## [BRIEF 1]
Answer these questions using the passage on oxidative stress in small animal models.
(a) Which transcription factor does the passage name as a FoxO orthologue?
(b) What technology does the passage say facilitates high-throughput drug screening?
(c) Besides Caenorhabditis elegans, which two small animal models are named in the passage's final paragraph?
## [BRIEF 2]
Write a continuation of the passage on oxidative stress in small animal models, starting after its last sentence.
EXCERPTED PASSAGE: Begin
The nematode Caenorhabditis elegans (C. elegans) also remains central to oxidative stress research, particularly in aging and antioxidant defense studies. Future directions include probing gene regulation mechanisms, where transcription factors like DAF-16 (FoxO orthologue) and NHR-49 mediate stress tolerance and longevity by activating detoxification genes such as gst-4 and gcs-1 (Hu et al., 2018; Chen et al., 2024; Liu et al., 2021b). Natural antioxidants such as rosmarinic acid and phenolic compounds modulate insulin signaling pathways, enhance antioxidant defenses, and extend healthspan (Lin et al., 2019; Saier et al., 2018). Polyphenols and carotenoids further exhibit dual functions in scavenging ROS and enhancing endogenous defenses, though their effects depend on dose and gut microbiota interactions (Llopis et al., 2019; Zhang et al., 2019; González-Peña et al., 2021; Ayuda-Durán et al., 2022). Beyond longevity, oxidative stress intersects with neurodegenerative models, where early oxidative damage has been shown to precede β-amyloid accumulation in Alzheimer’s disease models (Moliner et al., 2019; Chin et al., 2024). Advanced technologies such as microfluidics now facilitate high-throughput drug screening, accelerating the discovery of compounds targeting oxidative stress pathways (Wang et al., 2019). Collectively, these advances highlight the expanding role of C. elegans in deciphering oxidative stress biology and identifying therapeutic interventions.

Small animal models such as zebrafish (Danio rerio), Caenorhabditis elegans, and fruit fly (Drosophila melanogaster) remain invaluable in vivo systems for studying dietary antioxidants. Their short lifespans, rapid reproduction, ease of genetic manipulation, conserved molecular pathways, and genetic homology to humans make them ideal for mechanistic investigations and high-throughput screening. These models enable detailed evaluation of bioavailability, absorption, metabolism, and antioxidant mechanisms, while providing functional insights into resistance to oxidative stress, age-related disorders, metabolic and neurological health, and potential lifespan extension.
EXCERPTED PASSAGE: End
EXTRACTED RECORDS: Begin
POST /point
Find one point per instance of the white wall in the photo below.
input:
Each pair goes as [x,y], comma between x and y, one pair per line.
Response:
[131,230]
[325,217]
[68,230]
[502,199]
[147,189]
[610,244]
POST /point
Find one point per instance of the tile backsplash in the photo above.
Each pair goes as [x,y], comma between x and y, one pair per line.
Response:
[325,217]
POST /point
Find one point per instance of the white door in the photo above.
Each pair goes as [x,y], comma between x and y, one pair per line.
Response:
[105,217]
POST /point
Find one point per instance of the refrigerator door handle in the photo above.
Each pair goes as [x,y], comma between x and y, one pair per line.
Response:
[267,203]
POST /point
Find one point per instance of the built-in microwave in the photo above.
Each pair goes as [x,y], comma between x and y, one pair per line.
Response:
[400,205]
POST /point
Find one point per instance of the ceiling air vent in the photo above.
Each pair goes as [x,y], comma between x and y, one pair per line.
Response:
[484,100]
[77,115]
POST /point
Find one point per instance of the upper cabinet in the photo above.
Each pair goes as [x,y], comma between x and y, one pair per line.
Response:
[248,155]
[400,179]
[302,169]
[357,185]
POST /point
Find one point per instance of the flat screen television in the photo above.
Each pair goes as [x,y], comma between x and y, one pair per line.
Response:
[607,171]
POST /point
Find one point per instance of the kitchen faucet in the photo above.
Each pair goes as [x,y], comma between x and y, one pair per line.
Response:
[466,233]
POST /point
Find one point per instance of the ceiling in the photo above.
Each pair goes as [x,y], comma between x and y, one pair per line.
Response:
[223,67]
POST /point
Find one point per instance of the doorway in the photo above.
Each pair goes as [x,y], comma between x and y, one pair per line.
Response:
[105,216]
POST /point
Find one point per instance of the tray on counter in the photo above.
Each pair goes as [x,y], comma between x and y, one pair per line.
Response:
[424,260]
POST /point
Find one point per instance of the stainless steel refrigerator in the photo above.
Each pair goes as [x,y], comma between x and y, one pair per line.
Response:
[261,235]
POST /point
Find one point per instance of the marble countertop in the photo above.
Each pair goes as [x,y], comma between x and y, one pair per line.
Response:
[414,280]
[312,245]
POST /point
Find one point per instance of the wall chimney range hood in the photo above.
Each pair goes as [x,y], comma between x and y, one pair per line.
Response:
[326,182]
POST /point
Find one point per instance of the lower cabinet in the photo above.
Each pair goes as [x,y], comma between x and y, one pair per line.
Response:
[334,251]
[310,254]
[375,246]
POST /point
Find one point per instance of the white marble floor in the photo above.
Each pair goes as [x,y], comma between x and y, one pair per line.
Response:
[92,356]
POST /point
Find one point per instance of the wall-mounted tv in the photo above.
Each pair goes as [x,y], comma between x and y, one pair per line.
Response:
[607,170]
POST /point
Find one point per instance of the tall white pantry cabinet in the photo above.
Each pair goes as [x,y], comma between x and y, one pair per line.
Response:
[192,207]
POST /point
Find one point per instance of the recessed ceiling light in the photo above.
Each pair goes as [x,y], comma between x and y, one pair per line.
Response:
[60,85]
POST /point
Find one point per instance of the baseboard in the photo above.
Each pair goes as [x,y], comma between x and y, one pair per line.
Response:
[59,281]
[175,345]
EXTRACTED RECORDS: End
## [WRITTEN ANSWER 1]
(a) DAF-16
(b) Microfluidics
(c) Zebrafish (Danio rerio) and fruit fly (Drosophila melanogaster)

## [WRITTEN ANSWER 2]
However, translation of these findings to human health requires careful consideration of interspecies differences, including metabolism, gut physiology, microbiota composition, and dose scaling. For instance, differences in intestinal absorption rates, enzymatic biotransformation, and systemic distribution of antioxidants may lead to variability in efficacy between model organisms and humans. Standardization of assay conditions, dietary delivery, and exposure protocols is essential to improve reproducibility and comparability across studies.

Importantly, data from these models can guide the design of human trials and functional food development by identifying candidate bioactive compounds, elucidating molecular targets, and predicting safety profiles before advancing to mammalian models or clinical research. Advances in CRISPR-based genome editing, live imaging, metabolomics, and multi-omics integration continue to enhance the translational relevance of these models, bridging the gap between discovery science and evidence-based nutritional interventions. Collectively, these organisms represent cost-effective, ethically viable platforms that not only accelerate antioxidant research but also inform precision nutrition strategies and the rational design of functional foods and nutraceuticals for mitigating oxidative stress–related diseases in humans.